INSTRUCTIONS FOR THE TASK >> Would you retype the listing below word for word, without any of its pictures?

━━ TASK INPUTS

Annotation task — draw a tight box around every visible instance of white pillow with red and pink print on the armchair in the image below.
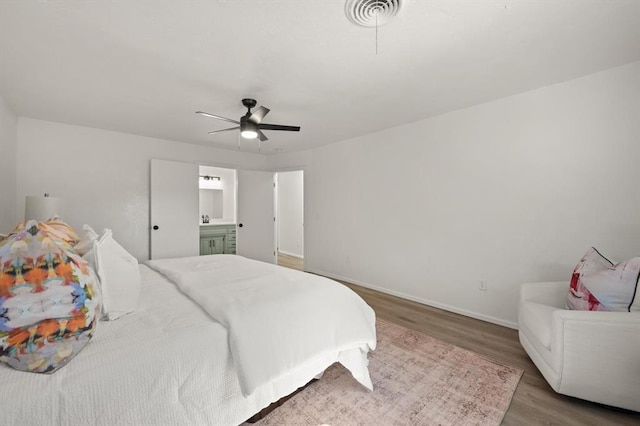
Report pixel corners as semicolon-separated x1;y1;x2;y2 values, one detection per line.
567;247;640;312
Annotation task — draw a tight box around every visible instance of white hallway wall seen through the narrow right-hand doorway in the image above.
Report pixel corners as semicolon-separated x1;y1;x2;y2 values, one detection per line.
277;170;304;257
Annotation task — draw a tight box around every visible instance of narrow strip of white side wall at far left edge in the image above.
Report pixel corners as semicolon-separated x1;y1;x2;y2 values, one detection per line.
0;97;19;233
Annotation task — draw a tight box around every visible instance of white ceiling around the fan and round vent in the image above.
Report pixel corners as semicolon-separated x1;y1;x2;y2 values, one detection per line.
0;0;640;154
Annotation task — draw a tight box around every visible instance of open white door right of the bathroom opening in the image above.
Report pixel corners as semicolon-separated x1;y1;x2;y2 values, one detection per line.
236;170;276;263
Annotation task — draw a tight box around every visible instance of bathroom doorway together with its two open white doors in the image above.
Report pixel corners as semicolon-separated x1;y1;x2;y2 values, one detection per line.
149;159;286;263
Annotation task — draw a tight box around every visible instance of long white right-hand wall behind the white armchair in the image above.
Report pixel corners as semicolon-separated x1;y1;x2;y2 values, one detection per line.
269;62;640;327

━━━━

RESPONSE FOR THIS EXERCISE >>
Annotation task — draw a tight box around every visible instance of white pillow with red and pink print on the armchair in the image below.
Report pixel corners as semicolon-separated x1;y1;x2;y2 values, one detection per line.
567;247;640;312
Annotation task — draw a tight box around every visible instance of white hallway wall seen through the narrow right-hand doorway in the image above.
Report pixel corners as semicolon-separated x1;y1;x2;y2 values, one detection per line.
277;170;304;257
Annotation task — draw a tight box around every visible instance of narrow strip of white side wall at far left edge in the image above.
Report pixel corners as semicolon-separated x1;y1;x2;y2 values, one detection per line.
0;97;19;233
Annotation task — draw a tight box around every visible instance of white ceiling around the fan and round vent in the image above.
Report pixel corners as semicolon-separated x1;y1;x2;y2 values, one detection per line.
0;0;640;154
Annotation task — draw a tight box around every visible instance of open white door right of the bathroom opening in the image above.
Report pixel corners as semicolon-separated x1;y1;x2;y2 values, one detection per line.
236;170;276;263
Annotation task — draw a tight box around every visible instance of bathroom doorway together with its two open white doors in the image above.
Report pixel corners as semicolon-separated x1;y1;x2;y2 values, one detection per line.
149;159;286;263
Annotation task — draw a tight box around every visible instance of long white right-hand wall behind the white armchair in the image above.
Report pixel corners as semicolon-separated x1;y1;x2;y2 values, one detection per line.
269;62;640;327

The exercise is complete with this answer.